What the exercise asks -> Rewrite all of the records below, replacing "biggest" with "largest" wherever it occurs and leaving every other character unchanged.

>> Start Records supplied

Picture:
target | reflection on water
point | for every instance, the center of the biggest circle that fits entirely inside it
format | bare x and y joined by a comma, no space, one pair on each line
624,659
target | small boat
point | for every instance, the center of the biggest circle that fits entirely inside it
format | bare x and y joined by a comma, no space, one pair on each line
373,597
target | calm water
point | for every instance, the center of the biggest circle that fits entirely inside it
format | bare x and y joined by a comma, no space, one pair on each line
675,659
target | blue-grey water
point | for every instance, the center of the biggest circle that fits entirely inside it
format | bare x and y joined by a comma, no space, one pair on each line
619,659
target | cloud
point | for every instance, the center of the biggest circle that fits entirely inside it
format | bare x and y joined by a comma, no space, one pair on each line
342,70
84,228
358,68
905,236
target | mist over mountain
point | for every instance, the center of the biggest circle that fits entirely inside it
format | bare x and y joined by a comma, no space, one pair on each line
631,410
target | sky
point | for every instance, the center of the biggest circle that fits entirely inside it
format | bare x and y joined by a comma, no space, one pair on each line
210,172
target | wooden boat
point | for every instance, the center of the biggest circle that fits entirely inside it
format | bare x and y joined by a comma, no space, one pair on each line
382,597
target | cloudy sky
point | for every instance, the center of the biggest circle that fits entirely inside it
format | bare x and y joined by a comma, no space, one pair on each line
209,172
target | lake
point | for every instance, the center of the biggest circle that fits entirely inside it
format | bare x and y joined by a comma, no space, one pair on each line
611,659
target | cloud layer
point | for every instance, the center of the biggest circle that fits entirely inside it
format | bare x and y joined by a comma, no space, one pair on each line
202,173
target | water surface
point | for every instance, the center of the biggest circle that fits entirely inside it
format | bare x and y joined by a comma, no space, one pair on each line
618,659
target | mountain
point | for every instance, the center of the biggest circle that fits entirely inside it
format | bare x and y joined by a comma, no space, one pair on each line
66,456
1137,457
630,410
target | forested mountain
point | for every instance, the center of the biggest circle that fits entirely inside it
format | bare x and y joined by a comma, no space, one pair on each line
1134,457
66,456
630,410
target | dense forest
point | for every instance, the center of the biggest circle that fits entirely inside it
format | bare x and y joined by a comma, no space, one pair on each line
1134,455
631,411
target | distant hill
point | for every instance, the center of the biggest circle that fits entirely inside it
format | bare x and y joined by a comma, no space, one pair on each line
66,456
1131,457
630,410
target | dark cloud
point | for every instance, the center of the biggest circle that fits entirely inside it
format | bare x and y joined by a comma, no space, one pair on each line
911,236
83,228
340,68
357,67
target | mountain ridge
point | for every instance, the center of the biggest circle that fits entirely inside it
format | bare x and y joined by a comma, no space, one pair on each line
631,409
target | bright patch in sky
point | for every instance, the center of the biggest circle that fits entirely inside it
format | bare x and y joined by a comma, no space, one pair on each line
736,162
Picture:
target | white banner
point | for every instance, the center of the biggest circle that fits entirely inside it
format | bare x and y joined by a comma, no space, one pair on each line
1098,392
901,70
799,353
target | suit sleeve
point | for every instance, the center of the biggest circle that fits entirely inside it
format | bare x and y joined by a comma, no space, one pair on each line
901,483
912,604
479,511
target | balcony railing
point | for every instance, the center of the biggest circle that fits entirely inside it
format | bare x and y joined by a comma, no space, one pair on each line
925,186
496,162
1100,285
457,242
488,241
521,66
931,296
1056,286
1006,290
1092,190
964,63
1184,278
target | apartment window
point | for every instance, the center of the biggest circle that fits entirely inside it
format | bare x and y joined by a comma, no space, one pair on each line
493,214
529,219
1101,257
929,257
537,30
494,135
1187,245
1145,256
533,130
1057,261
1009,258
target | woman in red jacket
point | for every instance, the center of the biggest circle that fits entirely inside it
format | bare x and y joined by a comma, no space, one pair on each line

>> End Records supplied

Answer to the task ->
Picture:
target | reflection on water
point | for every instance, the center of the largest circle that fits entirely inside it
format | bare x and y joined by a comma, no space, one pair on each line
624,659
target | small boat
point | for every instance, the center of the largest circle that fits entirely inside it
format | bare x and y joined by a comma, no space, one pair on each line
373,597
target | calm water
point | for every instance, the center of the largest circle that fits entirely inside it
format | bare x and y joined by a comma, no space, one pair on each line
675,659
target | blue-grey water
point | for every instance, the center of the largest circle that fits entirely inside it
format | bare x and y joined by a comma, no space, one pair on each line
619,659
target | cloud
point | for every instance, the center of the largest circle that fits entirely inside it
format | bare x and y joined by a comma, no space, one pair on each line
342,70
84,228
358,68
905,236
target | mist over mountain
point | for every instance, the center of the largest circle that fits entirely inside it
format | bare x and y joined by a comma, no space, one pair on each line
631,410
target | sky
point | for every instance, the center of the largest circle that fits entirely inside it
format | bare x and y joined by a comma, no space, one pair on each line
210,172
target | wooden boat
point | for every instance, the center of the largest circle that fits entirely inside it
format | bare x and y joined by a comma, no space, one pair on each line
382,597
target | cloudy sky
point | for every instance, the center of the largest circle that fits entirely inside it
format | bare x and y joined by a comma, no space, one pair on each line
209,172
target | lake
point | for every instance, the center of the largest circle that fits entirely inside it
format | bare x and y joined by a comma, no space, one pair on each line
611,659
target | cloud layer
point | for every instance, the center of the largest circle that fits entirely inside it
format | bare x and y joined by a comma, no space, one pair on each line
202,173
target | water surface
point | for every instance, the center of the largest circle that fits entirely inside it
format | bare x and y joined by a comma, no space, one pair on each line
618,659
target | mountain
point | for every instance, the center of the largest circle that fits entirely inside it
format | bare x and y joined by a comma, no space, one pair on each line
66,456
1137,457
630,410
target | forested mountain
point | for every instance, the center of the largest circle that fits entirely inside it
format | bare x and y joined by a comma, no space, one pair on each line
1134,457
66,456
630,410
target | dense forest
point | for every instance, the center of the largest circle that fits entirely inside it
format | bare x and y joined by a comma, no space, one pair on each line
1134,455
631,411
target | distant hill
point | for every instance, the center of the largest circle that fits entirely inside it
format | bare x and y joined by a comma, no space, one pair on each line
66,456
1131,457
630,410
target | dark cloud
point | for every instance, the center of the largest circle that fits entirely inside it
format | bare x and y joined by a comma, no space, one pair on each line
911,236
83,228
340,68
357,67
target | mountain ridge
point | for every instance, the center of the largest circle that fits entirely inside it
format | bare x and y joined by a comma, no space, one pair on each line
631,409
target | bright patch in sky
point | for every instance, the center of the largest circle that fits entirely inside it
format | bare x and y joined by a comma, no space, one pair on each line
736,162
Picture:
target | white banner
point | for every instance, the center of the largest circle that fits entirely inside it
format | bare x and y joined by a comma, no space, one pair on each line
1098,392
901,70
799,353
target | suit sleeve
point | for every instance, the center of the largest circle that fits entirely inside it
format | bare x and y joined by a comma, no space, one pair on each line
901,483
912,604
479,511
target | balcony railing
point | for every instance, the center of the largest circle that fits entirely inside it
format | bare x and y joined by a comma, no space, one pair on each line
925,186
496,162
1100,285
457,242
488,241
521,66
931,296
1056,286
1006,290
1092,190
964,63
1184,278
target | apartment window
point | for every instance, the center of the largest circle that fits entirely inside it
format | bare x and y joined by a comma, no space, one pair on each line
493,214
529,219
1101,257
929,257
537,30
494,135
1187,245
1145,256
533,130
1057,261
1009,258
target | woman in red jacket
point | for every instance, the center of the largest circle that fits entirely inside it
format | bare x and y joined by a comma, no space, one pair on each line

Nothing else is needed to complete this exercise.